> _Gestellte Aufgabe 1_: Nennen Sie alle staatlichen Ebenen, von denen die stimmberechtigten Schweizer Bürger laut dem Text über die direkte Demokratie mehrmals pro Jahr Post erhalten.

> _Vorgegebener Text_:
————————
Direkte Demokratie: das Volk entscheidet
In wesentlichen Fragen hat in der Schweiz das Volk das letzte Wort. Das politische System kann als halbdirekte Demokratie bezeichnet werden.
Neben dem Parlament kann auch die Bevölkerung aktiv Verfassung und Gesetze mitgestalten. Von diesen Mitteln der direkten Demokratie wird rege Gebrauch gemacht.
Mehrmals pro Jahr erhalten die stimmberechtigten Schweizer Bürger Post von Bund, Kantonen und Gemeinden. Darin werden sie aufgefordert, sich politisch zu artikulieren. Anders als in reinen repräsentativen Demokratien werden die Staatsangehörigen der Schweiz nicht nur alle paar Jahre zu Wahlen aufgeboten, regelmässig kann sich das Volk als letzte politische Instanz auch zu Sachfragen äussern.
Das geschieht meist mittels geheimer Abstimmungen an der Urne, in den Kantonen Glarus und Appenzell Innerrhoden sowie manchen Gemeinden finden auch noch Versammlungen statt. Worüber das Volk entscheiden soll, können Bürgerinnen und Bürgern selbst vorschlagen.
Bei der Revision der Bundesverfassung 1874 wurden die politischen Rechte um das Gesetzesreferendum erweitert. 1891 folgte das Initiativrecht auf Teilrevision der Verfassung.
————————
> _Bereitgestellte Angaben_:
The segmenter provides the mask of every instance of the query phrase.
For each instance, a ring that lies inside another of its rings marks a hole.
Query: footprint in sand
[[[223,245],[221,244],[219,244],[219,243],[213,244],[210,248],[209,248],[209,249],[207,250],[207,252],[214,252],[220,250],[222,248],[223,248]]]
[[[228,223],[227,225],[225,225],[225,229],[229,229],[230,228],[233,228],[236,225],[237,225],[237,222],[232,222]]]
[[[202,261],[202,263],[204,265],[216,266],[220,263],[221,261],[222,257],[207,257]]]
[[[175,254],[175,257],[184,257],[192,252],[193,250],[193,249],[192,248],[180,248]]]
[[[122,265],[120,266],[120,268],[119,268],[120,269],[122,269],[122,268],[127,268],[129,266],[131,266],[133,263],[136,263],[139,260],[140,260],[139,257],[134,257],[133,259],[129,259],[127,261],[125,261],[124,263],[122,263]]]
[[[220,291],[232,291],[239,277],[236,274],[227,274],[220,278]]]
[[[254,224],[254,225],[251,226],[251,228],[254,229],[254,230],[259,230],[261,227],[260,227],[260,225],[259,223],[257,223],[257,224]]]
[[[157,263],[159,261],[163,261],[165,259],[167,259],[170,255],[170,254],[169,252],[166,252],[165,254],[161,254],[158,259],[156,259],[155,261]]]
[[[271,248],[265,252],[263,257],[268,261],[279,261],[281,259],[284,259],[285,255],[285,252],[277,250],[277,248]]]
————————
> _Gestellte Aufgabe 2_: Übertragen Sie die Zeilen der Datensätze vom Anfang der Datensätze bis einschließlich der Zeile mit „[[[220,291],[232,291],[239,277],[236,274],[227,274],[220,278]]]“ in eine nummerierte Liste und lassen Sie Leerzeilen weg.

> _Vollständige Antwort 1_: Bund, Kantone, Gemeinden

> _Vollständige Antwort 2_:
1. The segmenter provides the mask of every instance of the query phrase.
2. For each instance, a ring that lies inside another of its rings marks a hole.
3. Query: footprint in sand
4. [[[223,245],[221,244],[219,244],[219,243],[213,244],[210,248],[209,248],[209,249],[207,250],[207,252],[214,252],[220,250],[222,248],[223,248]]]
5. [[[228,223],[227,225],[225,225],[225,229],[229,229],[230,228],[233,228],[236,225],[237,225],[237,222],[232,222]]]
6. [[[202,261],[202,263],[204,265],[216,266],[220,263],[221,261],[222,257],[207,257]]]
7. [[[175,254],[175,257],[184,257],[192,252],[193,250],[193,249],[192,248],[180,248]]]
8. [[[122,265],[120,266],[120,268],[119,268],[120,269],[122,269],[122,268],[127,268],[129,266],[131,266],[133,263],[136,263],[139,260],[140,260],[139,257],[134,257],[133,259],[129,259],[127,261],[125,261],[124,263],[122,263]]]
9. [[[220,291],[232,291],[239,277],[236,274],[227,274],[220,278]]]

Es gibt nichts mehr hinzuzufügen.